Reprint the entries without altering anything.

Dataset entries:
--- START ---

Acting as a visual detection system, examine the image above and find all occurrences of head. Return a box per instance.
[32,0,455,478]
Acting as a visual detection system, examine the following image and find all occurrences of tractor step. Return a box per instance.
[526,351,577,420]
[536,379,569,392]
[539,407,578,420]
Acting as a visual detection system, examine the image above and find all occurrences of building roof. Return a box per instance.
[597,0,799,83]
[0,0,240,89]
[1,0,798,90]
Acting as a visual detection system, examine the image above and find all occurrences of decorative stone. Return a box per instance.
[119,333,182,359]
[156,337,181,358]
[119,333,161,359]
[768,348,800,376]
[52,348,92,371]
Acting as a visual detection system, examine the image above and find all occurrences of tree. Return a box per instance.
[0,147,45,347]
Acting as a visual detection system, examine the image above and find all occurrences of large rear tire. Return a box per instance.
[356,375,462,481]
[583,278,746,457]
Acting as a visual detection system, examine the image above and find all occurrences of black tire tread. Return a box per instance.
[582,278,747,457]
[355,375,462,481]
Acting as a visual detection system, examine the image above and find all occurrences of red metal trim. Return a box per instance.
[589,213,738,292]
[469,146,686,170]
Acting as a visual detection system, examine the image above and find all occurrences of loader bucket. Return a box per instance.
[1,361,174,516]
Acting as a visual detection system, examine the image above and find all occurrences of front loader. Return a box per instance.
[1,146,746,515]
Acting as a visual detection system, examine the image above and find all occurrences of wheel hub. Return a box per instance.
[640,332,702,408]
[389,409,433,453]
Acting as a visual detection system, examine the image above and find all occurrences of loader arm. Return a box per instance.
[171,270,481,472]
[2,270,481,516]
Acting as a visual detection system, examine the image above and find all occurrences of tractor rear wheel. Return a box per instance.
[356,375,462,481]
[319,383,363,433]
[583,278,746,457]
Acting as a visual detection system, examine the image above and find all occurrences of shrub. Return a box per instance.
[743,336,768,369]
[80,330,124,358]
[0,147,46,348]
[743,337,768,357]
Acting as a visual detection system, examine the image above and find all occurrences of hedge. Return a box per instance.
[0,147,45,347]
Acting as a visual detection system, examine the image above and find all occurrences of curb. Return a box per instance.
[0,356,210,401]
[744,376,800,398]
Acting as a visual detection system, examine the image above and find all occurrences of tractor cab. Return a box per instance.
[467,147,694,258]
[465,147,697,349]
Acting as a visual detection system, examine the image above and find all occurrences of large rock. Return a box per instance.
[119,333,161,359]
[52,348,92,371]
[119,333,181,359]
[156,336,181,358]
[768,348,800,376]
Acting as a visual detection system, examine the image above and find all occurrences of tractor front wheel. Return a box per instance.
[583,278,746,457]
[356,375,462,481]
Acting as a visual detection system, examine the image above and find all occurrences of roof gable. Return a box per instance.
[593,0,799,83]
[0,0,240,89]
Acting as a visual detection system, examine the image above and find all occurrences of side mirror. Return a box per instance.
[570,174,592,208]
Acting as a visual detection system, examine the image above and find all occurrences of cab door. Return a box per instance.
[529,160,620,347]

--- END ---

Output of the task |
Acting as a visual detection system, examine the image above and find all occurrences of head. Return a box per instance.
[32,0,455,478]
Acting as a visual detection system, examine the following image and find all occurrences of tractor step. Return a box per instance.
[526,351,577,420]
[536,379,569,392]
[539,407,578,420]
Acting as a visual detection system, examine the image above and find all occurrences of building roof. Return a box per instance.
[597,0,799,83]
[0,0,240,89]
[1,0,798,90]
Acting as a visual detection system, examine the image above and find all occurrences of decorative stone. Return a box per instance.
[119,333,182,359]
[156,337,181,358]
[119,333,161,359]
[768,348,800,376]
[52,348,92,371]
Acting as a visual detection system, examine the image above and find all occurrences of tree. Return a box per instance.
[0,147,45,347]
Acting as a visual detection system, examine the image above and find all occurrences of large rear tire. Return a box per instance.
[356,375,462,481]
[583,278,746,457]
Acting as a visual detection system, examine the image above and find all occurrences of black tire tread. Return a box per instance.
[582,278,747,457]
[355,375,462,481]
Acting as a visual detection system, examine the image above and find all occurrences of red metal trim. Return a box per instance.
[589,213,738,292]
[469,146,686,170]
Acting as a visual detection system, examine the image above and find all occurrences of loader bucket. Return a box per instance.
[1,361,174,516]
Acting as a visual detection system, examine the image above and find all occurrences of front loader. Return a box per instance.
[1,146,746,515]
Acting as a visual detection system, examine the image above and find all occurrences of wheel hub. Return a box per instance.
[640,332,702,408]
[389,409,433,453]
Acting as a visual detection system, examine the image above and find all occurrences of loader arm. Return a box per instance.
[171,270,481,472]
[2,270,481,516]
Acting as a visual detection system, examine the image above and find all occurrences of tractor rear wheel. Return a box per instance.
[356,375,462,481]
[319,383,363,433]
[583,278,746,457]
Acting as a visual detection system, examine the image above and find all occurrences of shrub. Return a box per instance.
[743,336,768,369]
[80,330,124,358]
[0,147,46,348]
[743,337,768,357]
Acting as a visual detection system, examine the image above and find all occurrences of hedge. Return a box per instance.
[0,147,45,347]
Acting as a visual detection system, examine the image above and find all occurrences of curb. Return a box per instance.
[0,356,210,401]
[744,376,800,398]
Acting as a visual detection system, examine the image above and find all occurrences of tractor cab. Return a box per instance.
[467,147,694,258]
[465,147,697,349]
Acting as a visual detection system, examine the image above and find all occurrences of large rock. Return a box per instance.
[119,333,161,359]
[52,348,92,371]
[119,333,181,359]
[156,336,181,358]
[768,348,800,376]
Acting as a visual detection system, examine the image above and find all occurrences of tractor front wheel. Return a box per instance.
[583,278,746,457]
[356,375,462,481]
Acting as a visual detection system, examine the image above and find all occurrences of roof gable. Return a box per instance.
[593,0,799,83]
[0,0,240,89]
Acting as a visual detection system, examine the image above and find all occurrences of side mirror. Return a box per instance.
[570,174,592,208]
Acting as a visual detection system, examine the image above and find all occurrences of cab door. Return a box per instance.
[529,160,620,347]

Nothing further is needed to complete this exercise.